List every line of the records below that contains the word "hand". Case counts, so match only that exact capitalization.

> Data shown:
__________
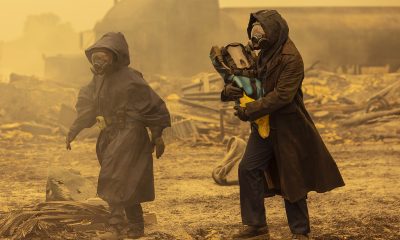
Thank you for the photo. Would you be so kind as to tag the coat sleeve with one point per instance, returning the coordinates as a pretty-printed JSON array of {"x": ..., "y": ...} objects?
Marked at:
[
  {"x": 86, "y": 111},
  {"x": 152, "y": 110},
  {"x": 284, "y": 92}
]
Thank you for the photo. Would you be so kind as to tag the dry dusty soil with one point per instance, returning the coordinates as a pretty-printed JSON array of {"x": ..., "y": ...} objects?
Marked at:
[{"x": 189, "y": 205}]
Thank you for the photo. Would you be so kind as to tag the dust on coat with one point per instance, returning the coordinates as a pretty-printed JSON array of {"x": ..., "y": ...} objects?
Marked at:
[
  {"x": 302, "y": 161},
  {"x": 125, "y": 153}
]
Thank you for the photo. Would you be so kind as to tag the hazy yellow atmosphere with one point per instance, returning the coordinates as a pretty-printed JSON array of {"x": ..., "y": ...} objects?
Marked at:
[{"x": 83, "y": 14}]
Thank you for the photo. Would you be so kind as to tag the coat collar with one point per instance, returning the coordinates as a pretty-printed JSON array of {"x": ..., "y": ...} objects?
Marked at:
[{"x": 289, "y": 48}]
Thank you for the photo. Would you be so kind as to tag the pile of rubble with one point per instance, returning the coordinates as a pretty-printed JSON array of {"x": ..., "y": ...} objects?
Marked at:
[{"x": 341, "y": 105}]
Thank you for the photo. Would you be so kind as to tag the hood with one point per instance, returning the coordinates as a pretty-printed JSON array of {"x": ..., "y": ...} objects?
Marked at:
[
  {"x": 275, "y": 27},
  {"x": 116, "y": 43},
  {"x": 276, "y": 31}
]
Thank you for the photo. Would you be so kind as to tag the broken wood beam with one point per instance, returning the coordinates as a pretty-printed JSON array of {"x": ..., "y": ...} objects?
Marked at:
[{"x": 357, "y": 120}]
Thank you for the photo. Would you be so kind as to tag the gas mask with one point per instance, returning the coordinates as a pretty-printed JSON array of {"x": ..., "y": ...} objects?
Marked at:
[
  {"x": 101, "y": 62},
  {"x": 258, "y": 37}
]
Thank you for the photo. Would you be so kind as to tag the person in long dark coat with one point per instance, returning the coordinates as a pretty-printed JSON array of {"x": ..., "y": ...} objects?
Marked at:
[
  {"x": 123, "y": 105},
  {"x": 292, "y": 160}
]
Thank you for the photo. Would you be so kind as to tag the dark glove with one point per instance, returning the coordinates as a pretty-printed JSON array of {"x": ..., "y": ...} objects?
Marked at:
[
  {"x": 231, "y": 93},
  {"x": 158, "y": 146},
  {"x": 241, "y": 113},
  {"x": 68, "y": 139}
]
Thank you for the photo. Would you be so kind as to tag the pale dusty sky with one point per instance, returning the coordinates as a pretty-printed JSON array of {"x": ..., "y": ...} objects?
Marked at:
[{"x": 83, "y": 14}]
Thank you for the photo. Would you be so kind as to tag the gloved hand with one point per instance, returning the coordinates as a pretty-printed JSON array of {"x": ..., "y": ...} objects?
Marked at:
[
  {"x": 232, "y": 93},
  {"x": 68, "y": 139},
  {"x": 241, "y": 113},
  {"x": 158, "y": 146},
  {"x": 157, "y": 141}
]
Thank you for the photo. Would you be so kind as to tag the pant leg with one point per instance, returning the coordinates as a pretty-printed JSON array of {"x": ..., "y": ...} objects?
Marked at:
[
  {"x": 117, "y": 215},
  {"x": 297, "y": 215},
  {"x": 134, "y": 213},
  {"x": 258, "y": 154}
]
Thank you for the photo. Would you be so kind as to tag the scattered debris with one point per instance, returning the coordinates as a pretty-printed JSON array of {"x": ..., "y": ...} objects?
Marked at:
[{"x": 68, "y": 185}]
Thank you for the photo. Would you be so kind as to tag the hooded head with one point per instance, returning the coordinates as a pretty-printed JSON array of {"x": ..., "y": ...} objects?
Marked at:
[
  {"x": 274, "y": 27},
  {"x": 115, "y": 46}
]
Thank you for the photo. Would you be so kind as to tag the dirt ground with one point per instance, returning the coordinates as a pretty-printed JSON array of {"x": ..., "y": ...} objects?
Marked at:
[{"x": 189, "y": 205}]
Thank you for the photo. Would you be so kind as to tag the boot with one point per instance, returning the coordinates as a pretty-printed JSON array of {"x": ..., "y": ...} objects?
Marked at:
[
  {"x": 112, "y": 233},
  {"x": 300, "y": 237},
  {"x": 136, "y": 230},
  {"x": 253, "y": 233}
]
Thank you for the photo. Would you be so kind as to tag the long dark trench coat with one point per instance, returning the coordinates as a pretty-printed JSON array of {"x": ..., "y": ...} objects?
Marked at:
[
  {"x": 302, "y": 161},
  {"x": 125, "y": 154}
]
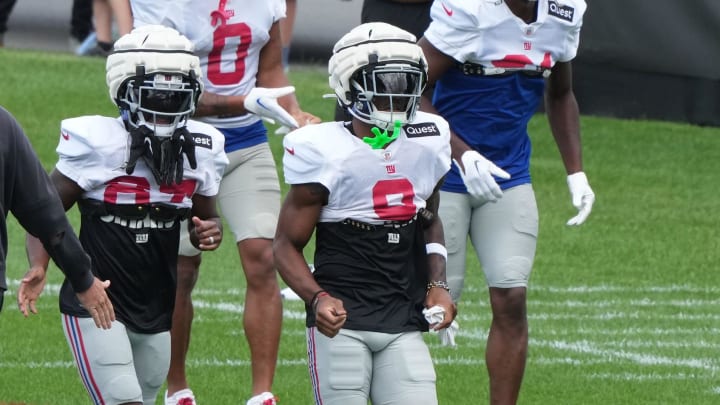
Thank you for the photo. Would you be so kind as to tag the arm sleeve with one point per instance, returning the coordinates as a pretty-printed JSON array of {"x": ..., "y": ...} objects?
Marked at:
[{"x": 38, "y": 209}]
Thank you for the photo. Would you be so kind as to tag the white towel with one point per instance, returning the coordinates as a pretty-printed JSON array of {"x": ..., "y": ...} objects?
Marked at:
[{"x": 437, "y": 314}]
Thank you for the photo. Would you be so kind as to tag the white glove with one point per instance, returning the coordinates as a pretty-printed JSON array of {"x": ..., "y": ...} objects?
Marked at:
[
  {"x": 478, "y": 176},
  {"x": 437, "y": 314},
  {"x": 262, "y": 102},
  {"x": 582, "y": 196}
]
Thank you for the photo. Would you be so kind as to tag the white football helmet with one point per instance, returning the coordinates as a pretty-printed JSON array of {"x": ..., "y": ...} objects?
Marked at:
[
  {"x": 154, "y": 78},
  {"x": 378, "y": 73}
]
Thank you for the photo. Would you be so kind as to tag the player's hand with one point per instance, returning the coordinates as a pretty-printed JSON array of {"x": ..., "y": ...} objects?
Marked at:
[
  {"x": 582, "y": 195},
  {"x": 303, "y": 118},
  {"x": 330, "y": 315},
  {"x": 477, "y": 174},
  {"x": 208, "y": 232},
  {"x": 440, "y": 298},
  {"x": 30, "y": 289},
  {"x": 97, "y": 303},
  {"x": 262, "y": 102}
]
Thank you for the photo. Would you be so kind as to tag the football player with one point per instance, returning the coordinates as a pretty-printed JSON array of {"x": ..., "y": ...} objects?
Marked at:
[
  {"x": 491, "y": 62},
  {"x": 29, "y": 195},
  {"x": 240, "y": 49},
  {"x": 368, "y": 187},
  {"x": 134, "y": 179}
]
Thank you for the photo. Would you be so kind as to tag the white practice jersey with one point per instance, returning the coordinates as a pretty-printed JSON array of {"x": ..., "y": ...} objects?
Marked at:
[
  {"x": 365, "y": 184},
  {"x": 93, "y": 152},
  {"x": 229, "y": 51},
  {"x": 486, "y": 32}
]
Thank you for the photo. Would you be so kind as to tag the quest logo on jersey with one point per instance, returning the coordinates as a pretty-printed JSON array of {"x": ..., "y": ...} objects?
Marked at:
[
  {"x": 202, "y": 140},
  {"x": 421, "y": 129},
  {"x": 560, "y": 11}
]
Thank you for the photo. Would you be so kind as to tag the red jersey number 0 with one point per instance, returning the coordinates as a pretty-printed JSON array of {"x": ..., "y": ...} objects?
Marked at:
[{"x": 221, "y": 38}]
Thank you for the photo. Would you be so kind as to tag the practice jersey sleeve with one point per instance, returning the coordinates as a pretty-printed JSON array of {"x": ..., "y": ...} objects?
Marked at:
[
  {"x": 572, "y": 41},
  {"x": 91, "y": 150},
  {"x": 454, "y": 26},
  {"x": 486, "y": 32},
  {"x": 304, "y": 158}
]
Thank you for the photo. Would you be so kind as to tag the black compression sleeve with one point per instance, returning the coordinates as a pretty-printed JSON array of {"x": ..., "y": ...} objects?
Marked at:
[{"x": 59, "y": 239}]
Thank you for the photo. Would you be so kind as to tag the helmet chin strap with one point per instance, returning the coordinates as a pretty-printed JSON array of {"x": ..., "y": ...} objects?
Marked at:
[{"x": 381, "y": 138}]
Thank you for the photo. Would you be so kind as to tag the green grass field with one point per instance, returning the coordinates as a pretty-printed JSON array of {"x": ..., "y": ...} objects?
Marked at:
[{"x": 623, "y": 310}]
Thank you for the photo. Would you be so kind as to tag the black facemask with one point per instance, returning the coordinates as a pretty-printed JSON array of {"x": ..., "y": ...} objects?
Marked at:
[{"x": 164, "y": 157}]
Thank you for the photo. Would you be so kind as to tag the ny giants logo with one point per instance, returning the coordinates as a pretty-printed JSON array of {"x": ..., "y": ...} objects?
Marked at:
[{"x": 561, "y": 11}]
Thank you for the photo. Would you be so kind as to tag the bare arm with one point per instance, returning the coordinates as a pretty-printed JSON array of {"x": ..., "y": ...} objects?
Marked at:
[
  {"x": 563, "y": 116},
  {"x": 296, "y": 224},
  {"x": 93, "y": 298},
  {"x": 437, "y": 263},
  {"x": 205, "y": 226},
  {"x": 298, "y": 218}
]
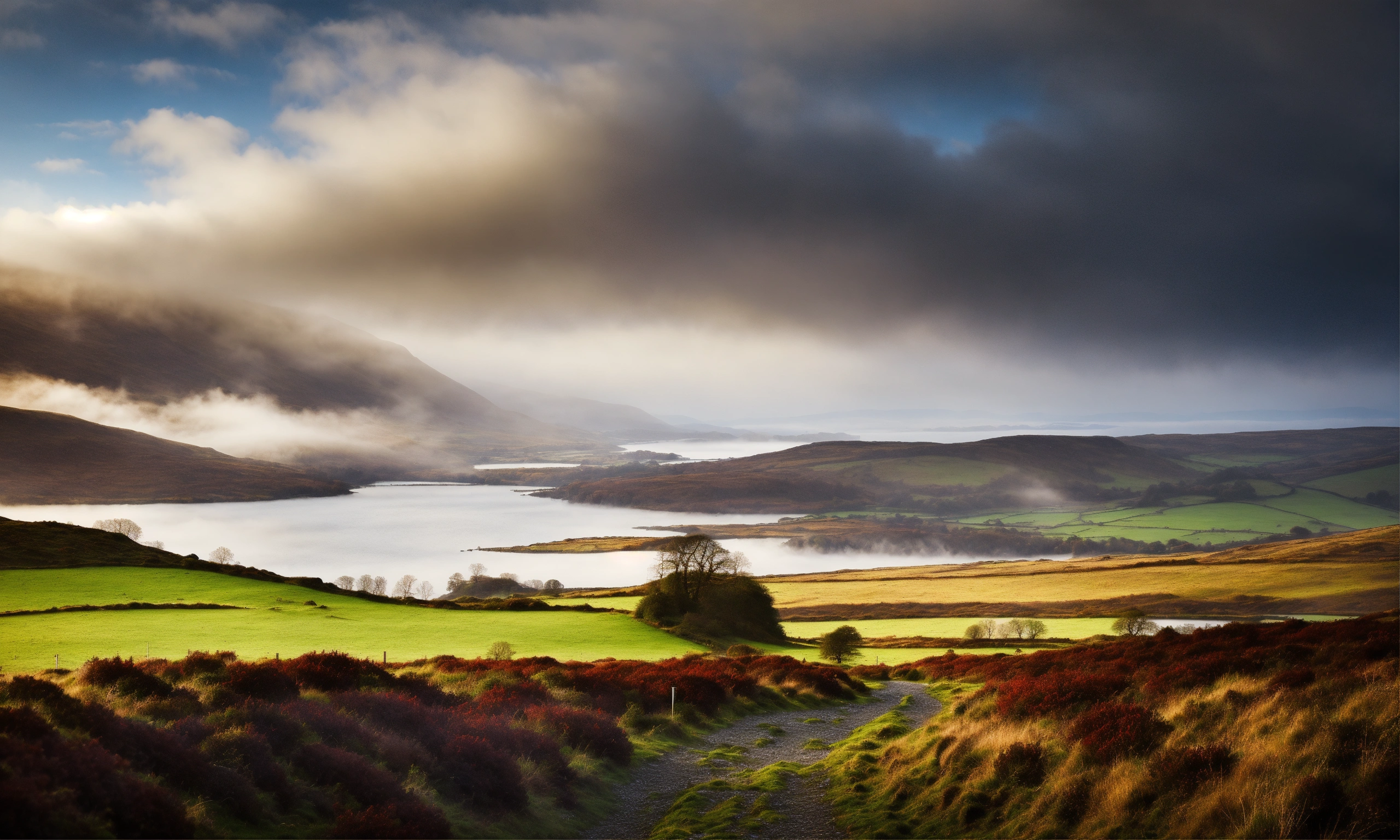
__________
> Completed exercise:
Thank you for the photo. Would you be so kind as to tag the gloved hand with one point per instance, returning the coordinates as a pretty-printed JSON array of {"x": ..., "y": ...} objects?
Thank you for the photo. Would you be so kind as to tag the player's hand with one point per instance, returning the coordinates as a pretty-printed JSON array of {"x": ..., "y": ...} objects?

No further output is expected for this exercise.